## TASK INSTRUCTIONS
Report every line in the rows below that contains the string "light".

Labeled-object pointing rows
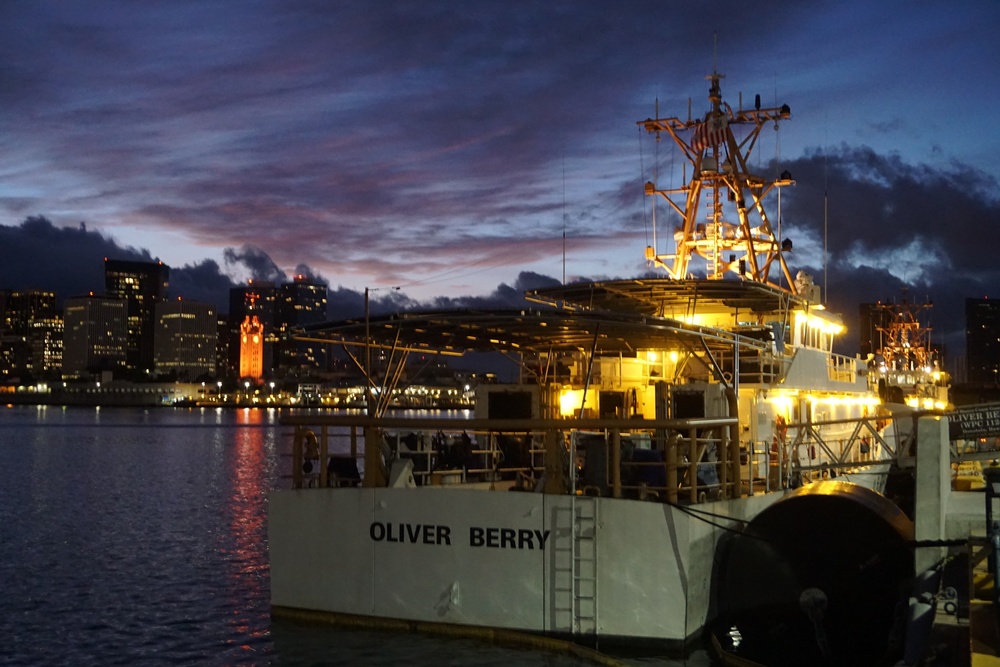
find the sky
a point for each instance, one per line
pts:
(464, 151)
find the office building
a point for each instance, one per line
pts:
(982, 340)
(184, 342)
(95, 337)
(141, 285)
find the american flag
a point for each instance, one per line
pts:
(710, 133)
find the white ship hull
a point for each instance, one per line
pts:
(504, 560)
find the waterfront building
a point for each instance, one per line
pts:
(141, 285)
(184, 339)
(222, 344)
(31, 334)
(982, 340)
(251, 348)
(95, 338)
(301, 301)
(254, 301)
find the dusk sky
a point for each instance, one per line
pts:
(444, 147)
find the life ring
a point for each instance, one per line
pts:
(780, 428)
(310, 450)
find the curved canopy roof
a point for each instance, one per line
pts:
(543, 330)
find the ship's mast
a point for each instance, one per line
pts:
(722, 205)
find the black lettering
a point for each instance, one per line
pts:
(524, 538)
(389, 537)
(377, 531)
(507, 538)
(542, 536)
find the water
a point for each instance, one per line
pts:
(139, 536)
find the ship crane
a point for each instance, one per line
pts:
(724, 220)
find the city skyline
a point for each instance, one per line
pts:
(446, 148)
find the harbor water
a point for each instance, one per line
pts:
(139, 536)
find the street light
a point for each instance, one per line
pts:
(368, 349)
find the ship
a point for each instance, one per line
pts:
(653, 420)
(906, 368)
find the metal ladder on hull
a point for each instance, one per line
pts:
(575, 568)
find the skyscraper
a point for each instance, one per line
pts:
(256, 299)
(982, 340)
(31, 334)
(300, 302)
(95, 337)
(184, 343)
(141, 285)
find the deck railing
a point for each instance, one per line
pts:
(678, 460)
(690, 460)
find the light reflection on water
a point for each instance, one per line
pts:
(139, 536)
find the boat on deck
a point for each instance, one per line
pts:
(653, 420)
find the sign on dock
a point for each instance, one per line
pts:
(975, 421)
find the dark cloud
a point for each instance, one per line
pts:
(895, 228)
(443, 147)
(257, 262)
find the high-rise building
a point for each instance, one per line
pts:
(982, 340)
(256, 299)
(251, 346)
(95, 336)
(184, 342)
(141, 285)
(31, 333)
(300, 302)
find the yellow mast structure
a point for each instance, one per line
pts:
(722, 204)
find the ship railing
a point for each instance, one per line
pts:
(756, 366)
(685, 460)
(820, 448)
(841, 368)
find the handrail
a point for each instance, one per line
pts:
(684, 449)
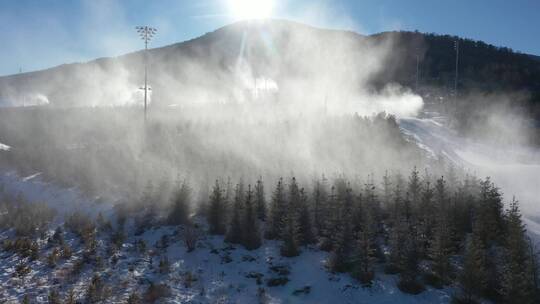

## TASK RESPONSE
find the street light
find the light reflection on water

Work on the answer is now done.